From the entries below, copy exactly the lines from the one that contains "Target: brown withered leaf" through the one that contains "Target: tattooed arm", both included, and only those.

• [DATA FOR REVIEW]:
= Beginning of Section =
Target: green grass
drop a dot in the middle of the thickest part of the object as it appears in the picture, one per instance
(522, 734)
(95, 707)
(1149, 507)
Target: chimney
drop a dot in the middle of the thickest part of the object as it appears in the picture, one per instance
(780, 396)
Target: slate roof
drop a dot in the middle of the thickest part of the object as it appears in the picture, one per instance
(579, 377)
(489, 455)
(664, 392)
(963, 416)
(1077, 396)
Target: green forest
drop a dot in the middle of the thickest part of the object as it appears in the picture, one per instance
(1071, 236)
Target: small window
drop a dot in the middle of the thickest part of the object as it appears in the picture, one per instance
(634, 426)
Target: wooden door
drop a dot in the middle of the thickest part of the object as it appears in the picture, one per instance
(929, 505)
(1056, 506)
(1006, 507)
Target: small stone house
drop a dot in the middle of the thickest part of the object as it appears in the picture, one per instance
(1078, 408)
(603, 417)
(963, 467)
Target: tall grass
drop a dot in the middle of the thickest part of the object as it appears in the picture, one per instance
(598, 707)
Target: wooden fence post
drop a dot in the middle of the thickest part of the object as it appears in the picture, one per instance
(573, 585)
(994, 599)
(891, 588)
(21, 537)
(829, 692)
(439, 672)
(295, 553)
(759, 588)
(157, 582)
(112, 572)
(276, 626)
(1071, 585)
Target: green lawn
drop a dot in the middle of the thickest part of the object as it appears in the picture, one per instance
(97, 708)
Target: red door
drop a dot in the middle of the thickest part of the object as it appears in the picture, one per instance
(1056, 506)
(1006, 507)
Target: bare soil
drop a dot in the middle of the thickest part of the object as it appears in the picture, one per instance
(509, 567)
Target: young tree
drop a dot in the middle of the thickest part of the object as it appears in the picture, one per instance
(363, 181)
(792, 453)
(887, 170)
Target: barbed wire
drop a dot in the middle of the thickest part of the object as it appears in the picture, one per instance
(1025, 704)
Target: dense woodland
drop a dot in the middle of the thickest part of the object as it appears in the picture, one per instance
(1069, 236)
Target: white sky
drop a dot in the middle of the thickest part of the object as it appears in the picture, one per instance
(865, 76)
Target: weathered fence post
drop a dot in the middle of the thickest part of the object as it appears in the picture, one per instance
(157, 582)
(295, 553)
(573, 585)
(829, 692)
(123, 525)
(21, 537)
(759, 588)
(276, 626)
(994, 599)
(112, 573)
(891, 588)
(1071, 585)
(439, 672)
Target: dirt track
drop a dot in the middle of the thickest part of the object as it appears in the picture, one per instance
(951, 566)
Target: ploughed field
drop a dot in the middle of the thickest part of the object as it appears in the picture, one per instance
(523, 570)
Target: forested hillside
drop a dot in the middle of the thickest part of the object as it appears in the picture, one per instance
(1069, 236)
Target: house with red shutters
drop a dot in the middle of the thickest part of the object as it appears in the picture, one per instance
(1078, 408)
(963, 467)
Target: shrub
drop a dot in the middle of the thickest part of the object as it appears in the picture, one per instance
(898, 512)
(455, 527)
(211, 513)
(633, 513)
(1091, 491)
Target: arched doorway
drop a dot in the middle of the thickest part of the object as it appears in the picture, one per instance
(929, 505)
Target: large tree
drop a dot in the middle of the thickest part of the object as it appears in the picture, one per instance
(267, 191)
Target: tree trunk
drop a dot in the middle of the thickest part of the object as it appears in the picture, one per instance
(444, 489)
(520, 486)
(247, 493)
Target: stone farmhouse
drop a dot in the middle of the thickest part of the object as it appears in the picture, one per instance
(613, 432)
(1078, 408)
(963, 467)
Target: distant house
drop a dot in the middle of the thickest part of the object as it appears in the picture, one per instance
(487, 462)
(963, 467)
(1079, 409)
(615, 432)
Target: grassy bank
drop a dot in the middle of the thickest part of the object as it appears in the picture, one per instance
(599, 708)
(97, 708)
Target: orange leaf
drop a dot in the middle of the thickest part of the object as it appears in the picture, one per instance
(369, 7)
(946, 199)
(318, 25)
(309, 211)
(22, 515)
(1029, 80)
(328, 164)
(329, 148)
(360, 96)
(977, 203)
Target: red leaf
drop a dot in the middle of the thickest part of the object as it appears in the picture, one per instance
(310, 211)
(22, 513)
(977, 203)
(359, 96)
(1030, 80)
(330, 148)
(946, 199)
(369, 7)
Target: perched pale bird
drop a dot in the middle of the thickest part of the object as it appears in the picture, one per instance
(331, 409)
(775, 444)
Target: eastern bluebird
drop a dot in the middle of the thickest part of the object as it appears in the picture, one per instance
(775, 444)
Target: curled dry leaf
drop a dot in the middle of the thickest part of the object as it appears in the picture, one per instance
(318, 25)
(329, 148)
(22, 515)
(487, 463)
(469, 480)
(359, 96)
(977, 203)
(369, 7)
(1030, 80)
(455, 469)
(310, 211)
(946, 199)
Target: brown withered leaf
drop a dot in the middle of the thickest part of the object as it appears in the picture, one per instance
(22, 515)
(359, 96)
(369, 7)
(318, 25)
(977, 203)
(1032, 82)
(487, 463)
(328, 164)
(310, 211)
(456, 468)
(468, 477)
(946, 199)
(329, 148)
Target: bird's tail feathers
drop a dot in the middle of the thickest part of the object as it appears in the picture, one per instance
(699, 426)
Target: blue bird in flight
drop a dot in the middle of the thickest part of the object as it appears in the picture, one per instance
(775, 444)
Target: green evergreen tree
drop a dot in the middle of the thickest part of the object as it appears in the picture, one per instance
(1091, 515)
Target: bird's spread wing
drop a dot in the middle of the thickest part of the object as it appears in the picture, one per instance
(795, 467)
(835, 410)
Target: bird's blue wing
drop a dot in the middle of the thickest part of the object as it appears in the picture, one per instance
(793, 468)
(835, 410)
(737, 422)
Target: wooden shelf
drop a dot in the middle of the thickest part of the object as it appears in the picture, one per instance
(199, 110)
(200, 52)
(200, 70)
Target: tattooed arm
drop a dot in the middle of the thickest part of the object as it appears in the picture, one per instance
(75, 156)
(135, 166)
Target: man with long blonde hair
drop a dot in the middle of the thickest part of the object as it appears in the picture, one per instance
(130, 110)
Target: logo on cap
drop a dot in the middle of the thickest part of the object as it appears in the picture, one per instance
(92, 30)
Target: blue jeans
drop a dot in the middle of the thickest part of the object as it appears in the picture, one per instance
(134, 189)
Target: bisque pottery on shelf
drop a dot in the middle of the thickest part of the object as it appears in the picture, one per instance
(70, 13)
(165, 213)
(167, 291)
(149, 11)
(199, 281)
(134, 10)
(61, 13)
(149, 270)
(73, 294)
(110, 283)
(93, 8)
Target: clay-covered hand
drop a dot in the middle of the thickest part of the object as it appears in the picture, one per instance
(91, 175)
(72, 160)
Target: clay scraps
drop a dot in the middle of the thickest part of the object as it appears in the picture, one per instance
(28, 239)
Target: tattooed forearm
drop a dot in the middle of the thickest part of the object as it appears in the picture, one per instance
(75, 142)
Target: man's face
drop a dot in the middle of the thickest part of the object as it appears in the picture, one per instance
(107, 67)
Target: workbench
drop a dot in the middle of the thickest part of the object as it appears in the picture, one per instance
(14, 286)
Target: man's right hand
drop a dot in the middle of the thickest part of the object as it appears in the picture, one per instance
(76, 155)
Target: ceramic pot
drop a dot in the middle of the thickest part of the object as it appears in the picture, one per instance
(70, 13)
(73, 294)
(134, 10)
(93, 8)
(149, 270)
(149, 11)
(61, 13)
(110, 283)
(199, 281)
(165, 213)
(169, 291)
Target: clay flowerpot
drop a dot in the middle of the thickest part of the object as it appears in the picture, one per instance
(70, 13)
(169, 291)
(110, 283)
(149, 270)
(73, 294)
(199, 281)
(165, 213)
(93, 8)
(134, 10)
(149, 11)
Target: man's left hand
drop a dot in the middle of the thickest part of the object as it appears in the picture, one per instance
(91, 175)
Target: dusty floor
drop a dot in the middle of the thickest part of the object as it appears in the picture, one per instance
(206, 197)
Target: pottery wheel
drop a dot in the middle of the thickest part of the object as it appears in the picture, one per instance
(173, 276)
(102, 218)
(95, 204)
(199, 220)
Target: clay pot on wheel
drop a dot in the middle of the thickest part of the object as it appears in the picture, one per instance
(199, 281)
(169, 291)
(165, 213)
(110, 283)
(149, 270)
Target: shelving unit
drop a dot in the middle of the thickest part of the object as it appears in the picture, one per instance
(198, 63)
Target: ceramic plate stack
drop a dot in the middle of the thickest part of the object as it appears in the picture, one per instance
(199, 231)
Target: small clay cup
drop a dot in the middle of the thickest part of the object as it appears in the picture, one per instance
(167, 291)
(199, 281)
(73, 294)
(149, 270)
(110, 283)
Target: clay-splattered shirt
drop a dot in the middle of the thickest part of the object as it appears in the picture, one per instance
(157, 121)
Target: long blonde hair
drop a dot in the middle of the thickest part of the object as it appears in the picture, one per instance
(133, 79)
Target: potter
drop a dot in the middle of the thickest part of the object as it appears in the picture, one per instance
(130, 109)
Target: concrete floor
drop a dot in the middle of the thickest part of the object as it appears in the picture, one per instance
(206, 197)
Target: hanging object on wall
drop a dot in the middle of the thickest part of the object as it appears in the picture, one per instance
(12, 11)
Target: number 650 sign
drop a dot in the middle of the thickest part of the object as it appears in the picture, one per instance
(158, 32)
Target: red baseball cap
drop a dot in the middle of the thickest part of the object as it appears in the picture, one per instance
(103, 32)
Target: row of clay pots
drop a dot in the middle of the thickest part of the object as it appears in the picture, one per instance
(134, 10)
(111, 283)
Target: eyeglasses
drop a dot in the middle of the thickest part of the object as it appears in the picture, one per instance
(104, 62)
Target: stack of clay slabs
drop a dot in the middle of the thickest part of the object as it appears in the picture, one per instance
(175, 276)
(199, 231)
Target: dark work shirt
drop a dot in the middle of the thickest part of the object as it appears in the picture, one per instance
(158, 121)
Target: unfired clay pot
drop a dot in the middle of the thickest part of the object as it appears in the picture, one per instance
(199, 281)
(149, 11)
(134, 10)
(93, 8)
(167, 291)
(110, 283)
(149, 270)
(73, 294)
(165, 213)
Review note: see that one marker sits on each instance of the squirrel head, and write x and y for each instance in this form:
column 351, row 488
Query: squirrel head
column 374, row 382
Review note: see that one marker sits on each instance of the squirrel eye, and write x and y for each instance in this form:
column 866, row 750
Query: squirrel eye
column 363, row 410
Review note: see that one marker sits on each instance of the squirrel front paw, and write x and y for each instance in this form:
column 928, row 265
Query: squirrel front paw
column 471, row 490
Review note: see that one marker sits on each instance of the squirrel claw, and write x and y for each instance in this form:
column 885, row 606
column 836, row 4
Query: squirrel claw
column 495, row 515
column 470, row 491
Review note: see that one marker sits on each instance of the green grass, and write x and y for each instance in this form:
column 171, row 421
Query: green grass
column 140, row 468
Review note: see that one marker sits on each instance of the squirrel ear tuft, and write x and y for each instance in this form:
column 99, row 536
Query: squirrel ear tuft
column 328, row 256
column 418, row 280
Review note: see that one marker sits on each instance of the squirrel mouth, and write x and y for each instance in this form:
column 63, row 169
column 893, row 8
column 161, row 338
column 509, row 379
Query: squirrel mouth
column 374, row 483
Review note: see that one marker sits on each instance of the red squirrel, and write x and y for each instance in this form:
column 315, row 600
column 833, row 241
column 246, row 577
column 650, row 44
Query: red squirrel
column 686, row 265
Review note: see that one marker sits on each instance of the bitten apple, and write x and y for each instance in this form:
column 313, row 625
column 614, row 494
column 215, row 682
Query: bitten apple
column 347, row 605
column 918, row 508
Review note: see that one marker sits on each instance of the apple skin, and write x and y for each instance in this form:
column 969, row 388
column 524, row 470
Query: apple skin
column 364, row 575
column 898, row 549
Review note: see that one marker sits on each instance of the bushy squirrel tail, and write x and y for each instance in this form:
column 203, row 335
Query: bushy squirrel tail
= End of Section =
• [WRITTEN SOLUTION]:
Target: brown withered leaf
drop a dot in the middle of the thickest part of the object as it appears in the picture, one per instance
(22, 515)
(359, 96)
(369, 7)
(318, 25)
(977, 203)
(1032, 82)
(487, 463)
(328, 164)
(310, 211)
(456, 468)
(468, 477)
(946, 199)
(329, 148)
Target: bird's tail feathers
drop a dot in the middle of the thickest part of the object as it appears in the picture, one per instance
(699, 426)
Target: blue bird in flight
drop a dot in the middle of the thickest part of the object as it appears in the picture, one per instance
(775, 444)
Target: green evergreen tree
drop a dot in the middle of the thickest part of the object as it appears in the picture, one per instance
(1091, 515)
Target: bird's spread wing
drop a dot in the middle of the thickest part of the object as it appears in the picture, one per instance
(795, 467)
(835, 410)
Target: bird's blue wing
drop a dot in the middle of the thickest part of the object as it appears in the picture, one per instance
(793, 468)
(835, 410)
(737, 422)
Target: wooden shelf
drop a dot in the middle of the thickest part of the object as it appears in the picture, one per instance
(199, 110)
(200, 52)
(200, 70)
Target: tattooed arm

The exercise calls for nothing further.